EXTRACT TO READ START

By pressing it you will get information about the selected track. Among other things, the box contains a description of the track, article references, the genomic type of the track (or track format= and the number of elements. In this case, the genomic type of the track is "unmarked segments", meaning that each genomic element has a position and a length, and the track contains almost 20 000 genes.
  • Close the information box
  • In this analysis we only want to include one track, so for Second Track, select "No track (single track analysis)"
The system now presents all applicable analysis options, based dynamically on the current choice of tracks.
  • Select the category "Descriptive statistics" and the analysis "Proportional coverage"
The selected statistical question is now presented as a fully formulated English sentence.

Some statistical tests may need a simplified track format as input. You will have the option to specify how it should be simplified. In this analysis we want to leave the track type as it is, as the default "Original format ('Unmarked segments')".

The last thing that needs to be specified is where, and at what scale, we want to do the analysis. In this case you want to do the analysis over all cytobands, with both a global result, in addition to a local result for each cytoband.
  • Select "Cytobands", and leave the default "*" in the textbox. Here you could have narrowed the scale down to individually specified cytobands
Things are now in place to run the analysis.
  • Click the information button at the bottom of the screen (the run description)
A summary of your selected options appear. Make a habit of checking this output to make sure that everything is set the way you intended.
  • Click "Start analysis" to run the analysis
A "Perform analysis" element turns up in the history panel. It is initially gray while in queue, then, as the analysis starts, it turns yellow and, finally, it turns green as the analysis is finished.
  • Click the eye symbol of the history element
The global result is displayed in the middle panel. According to CCDS, 25.97% of the human genome is covered by genes. The "assembly gap coverage" score is the proportion of base pairs that has not been sequenced in the genome assembly used. Most assembly gaps are centromeres or other heterochromatic regions. Here, you can see that a little mor than 7% of the genome has not been sequenced.

EXTRACT TO READ END
PROVIDED INFORMATION START

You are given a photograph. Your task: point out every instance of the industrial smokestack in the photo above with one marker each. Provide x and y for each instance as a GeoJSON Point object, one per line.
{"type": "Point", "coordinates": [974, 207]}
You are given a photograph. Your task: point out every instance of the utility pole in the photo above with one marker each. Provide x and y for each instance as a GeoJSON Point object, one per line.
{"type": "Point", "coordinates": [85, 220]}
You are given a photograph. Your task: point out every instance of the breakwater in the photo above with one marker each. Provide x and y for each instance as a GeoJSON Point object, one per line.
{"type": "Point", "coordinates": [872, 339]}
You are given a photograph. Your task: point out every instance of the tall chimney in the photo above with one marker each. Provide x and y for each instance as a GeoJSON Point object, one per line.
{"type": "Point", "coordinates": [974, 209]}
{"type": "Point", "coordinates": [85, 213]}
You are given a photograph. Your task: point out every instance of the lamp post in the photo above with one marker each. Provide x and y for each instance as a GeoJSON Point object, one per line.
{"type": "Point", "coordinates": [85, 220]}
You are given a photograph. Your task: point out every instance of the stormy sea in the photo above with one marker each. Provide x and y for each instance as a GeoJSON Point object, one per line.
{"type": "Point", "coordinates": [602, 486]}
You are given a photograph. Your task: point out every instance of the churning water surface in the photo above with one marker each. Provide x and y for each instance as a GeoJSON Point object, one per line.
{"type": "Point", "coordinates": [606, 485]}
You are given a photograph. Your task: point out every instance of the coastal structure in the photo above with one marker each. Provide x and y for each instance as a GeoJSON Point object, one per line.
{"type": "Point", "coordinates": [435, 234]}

PROVIDED INFORMATION END

» WORK INSTRUCTIONS
a – According to the genome analysis walkthrough, what percentage of the human genome is covered by genes according to CCDS?
b – Extend the genome analysis walkthrough, beginning right after its final sentence.

» WRITTEN ANSWERS
a – 25.97%

b –
  • Click the link "html" in the "Table: values per bin" column
The table presenting local results is shown, with the base pair coverage of genes for each cytoband. The table can be sorted by clicking the header of the column to sort on. Also notice that in some cytobands, the "assembly gap coverage" is 1, or 100%. These are typically centromeric regions.

Part 2

In this part of the tutorial, we are interested in answering the question: How do two different gene definition compare in terms of genome coverage?
  • Select "The Genomic HyperBrowser" and "Perform analysis" again
  • Make sure "Human Mar. 2006 (hg18/NCBI36)" is selected as the genome build
  • As the first track, select "Genes and gene subsets", "Genes" and "CCDS"
  • As the second track, select the same subdirectory as above, but now choose the "Refseq" gene definition
  • Select "Descriptive statistics" and "Bp coverage"
  • Leave the formats of the tracks as the default "Original format ('Unmarked segments')"
  • In the Region and scale box, select "Cytobands" and leave the default "*" in the textbox
  • Click "Start analysis"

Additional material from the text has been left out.